What the task requires
Type out each entry exactly.

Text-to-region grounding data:

- - -

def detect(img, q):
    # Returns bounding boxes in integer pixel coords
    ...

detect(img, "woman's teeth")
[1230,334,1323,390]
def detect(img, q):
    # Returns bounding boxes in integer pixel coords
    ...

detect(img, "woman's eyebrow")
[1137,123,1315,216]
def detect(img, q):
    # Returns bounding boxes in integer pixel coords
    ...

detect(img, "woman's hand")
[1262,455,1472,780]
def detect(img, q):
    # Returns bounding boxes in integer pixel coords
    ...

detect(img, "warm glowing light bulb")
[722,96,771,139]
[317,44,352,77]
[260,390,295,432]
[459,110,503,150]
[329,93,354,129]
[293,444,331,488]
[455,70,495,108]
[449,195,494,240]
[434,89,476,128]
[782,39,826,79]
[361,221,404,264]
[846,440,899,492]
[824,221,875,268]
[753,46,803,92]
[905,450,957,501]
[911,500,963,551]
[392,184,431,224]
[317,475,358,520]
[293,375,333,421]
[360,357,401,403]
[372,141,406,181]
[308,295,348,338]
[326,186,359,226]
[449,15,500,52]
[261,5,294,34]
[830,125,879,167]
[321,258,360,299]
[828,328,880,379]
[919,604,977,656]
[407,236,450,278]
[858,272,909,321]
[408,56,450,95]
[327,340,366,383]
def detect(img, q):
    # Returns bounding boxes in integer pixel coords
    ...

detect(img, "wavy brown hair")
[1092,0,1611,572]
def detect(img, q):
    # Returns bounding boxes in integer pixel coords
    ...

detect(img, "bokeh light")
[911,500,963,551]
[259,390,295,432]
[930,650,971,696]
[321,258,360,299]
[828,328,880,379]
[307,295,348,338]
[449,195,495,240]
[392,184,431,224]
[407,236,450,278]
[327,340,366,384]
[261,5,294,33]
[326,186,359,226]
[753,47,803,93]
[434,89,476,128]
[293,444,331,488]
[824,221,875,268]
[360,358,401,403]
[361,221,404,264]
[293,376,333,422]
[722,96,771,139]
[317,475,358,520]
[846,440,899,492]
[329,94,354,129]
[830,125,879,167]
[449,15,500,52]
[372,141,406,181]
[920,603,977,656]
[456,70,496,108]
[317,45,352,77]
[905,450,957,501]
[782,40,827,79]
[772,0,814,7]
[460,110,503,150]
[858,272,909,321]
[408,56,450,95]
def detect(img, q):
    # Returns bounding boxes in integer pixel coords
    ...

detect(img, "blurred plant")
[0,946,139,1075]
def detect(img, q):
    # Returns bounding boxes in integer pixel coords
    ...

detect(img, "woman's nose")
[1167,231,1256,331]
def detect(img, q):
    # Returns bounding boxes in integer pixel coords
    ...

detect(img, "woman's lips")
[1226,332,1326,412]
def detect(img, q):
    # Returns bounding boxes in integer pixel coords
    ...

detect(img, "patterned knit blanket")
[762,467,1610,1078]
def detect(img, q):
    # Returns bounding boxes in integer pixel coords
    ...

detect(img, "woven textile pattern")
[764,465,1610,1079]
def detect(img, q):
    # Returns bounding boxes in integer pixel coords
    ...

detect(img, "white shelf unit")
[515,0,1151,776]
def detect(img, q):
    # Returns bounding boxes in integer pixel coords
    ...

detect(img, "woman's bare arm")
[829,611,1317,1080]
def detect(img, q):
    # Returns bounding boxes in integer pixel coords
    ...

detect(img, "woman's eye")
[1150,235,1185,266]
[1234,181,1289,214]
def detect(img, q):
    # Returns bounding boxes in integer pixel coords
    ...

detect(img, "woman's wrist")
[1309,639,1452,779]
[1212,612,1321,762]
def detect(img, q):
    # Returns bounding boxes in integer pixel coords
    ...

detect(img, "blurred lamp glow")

- - -

Response for this exercise
def detect(img, q):
    # Returns bounding boxes in integer pixel coords
    ...

detect(img, "woman's teeth")
[1230,334,1323,390]
def detect(img, q):
    # Returns bounding boxes in integer pixel coords
    ...

detect(img, "woman's eyebrow")
[1137,123,1315,216]
def detect(img, q):
    # Returns bounding boxes in integer pixel coords
    ...

detect(img, "woman's hand")
[1262,455,1472,780]
def detect(img, q):
    # Returns bounding boxes in integer pixel coords
    ...

detect(img, "warm glowing light bulb")
[722,96,771,139]
[317,44,352,77]
[260,390,295,432]
[459,110,503,150]
[329,93,354,129]
[293,444,331,488]
[455,70,495,108]
[449,195,494,240]
[434,89,476,128]
[782,39,826,79]
[361,221,404,264]
[846,440,899,492]
[824,221,875,268]
[753,46,803,92]
[905,450,957,501]
[911,500,963,551]
[392,184,431,224]
[317,475,358,520]
[293,375,333,421]
[360,357,401,403]
[372,141,406,181]
[308,295,348,338]
[326,186,359,226]
[449,15,500,52]
[261,5,294,34]
[830,125,879,167]
[321,258,360,299]
[828,328,880,379]
[919,604,977,656]
[407,236,450,278]
[858,272,909,321]
[408,56,450,95]
[327,340,366,383]
def detect(img, q):
    # Returns bounding boxes in integer pixel coords
    ...

detect(img, "wavy brown hair")
[1092,0,1611,572]
def detect(img, q):
    # Returns bounding boxes in integer pixel coords
    ...

detect(img, "bokeh light")
[911,500,963,551]
[259,390,295,432]
[930,650,971,696]
[321,258,360,299]
[828,328,880,379]
[307,295,348,338]
[449,195,495,240]
[392,184,431,224]
[407,236,450,278]
[327,340,366,384]
[261,5,294,33]
[326,186,359,226]
[753,47,803,93]
[434,89,476,128]
[293,444,331,488]
[824,221,875,268]
[360,358,401,403]
[361,221,404,264]
[293,376,333,422]
[722,96,771,139]
[317,475,358,520]
[846,440,899,492]
[329,94,354,129]
[830,125,879,167]
[449,15,500,52]
[372,141,406,181]
[920,603,977,656]
[456,70,496,108]
[317,45,352,77]
[905,450,957,501]
[782,40,827,79]
[772,0,814,7]
[460,110,503,150]
[858,272,909,321]
[408,56,450,95]
def detect(img, q):
    # Returns bounding boxes in integer pixel coords
    ...

detect(img, "blurred plant")
[0,946,139,1075]
def detect(img, q):
    # Returns bounding boxes in integer pixel coords
    ...

detect(img, "woman's nose")
[1167,231,1256,331]
def detect(img, q):
    # Returns bounding boxes in integer pixel coords
    ...

detect(img, "woman's lips")
[1226,332,1326,412]
def detect(img, q):
    # Returns bounding boxes in integer pixel coords
    ...

detect(img, "patterned knit blanket")
[762,467,1610,1078]
def detect(img, q):
    # Returns bounding boxes in integer pixel coords
    ...

detect(img, "woven textile pattern")
[764,465,1610,1079]
def detect(img, q):
    # Returns bounding boxes in integer pixel coords
    ...

detect(img, "white shelf unit")
[515,0,1151,776]
def detect(img, q):
    # Returns bounding boxes in integer pixel coords
    ...

detect(img, "woman's bare arm")
[829,611,1317,1080]
def detect(img, q):
    # Returns bounding boxes in integer pixel coords
    ...

detect(img, "woman's eye")
[1150,235,1185,266]
[1234,181,1289,214]
def detect(img, q):
    # Returns bounding boxes in integer pixel coords
    ...

detect(img, "woman's wrist")
[1309,639,1452,779]
[1212,612,1321,762]
def detect(img, q):
    # Returns bounding boxes in integer pixel coords
    ...

detect(img, "blurred lamp glow")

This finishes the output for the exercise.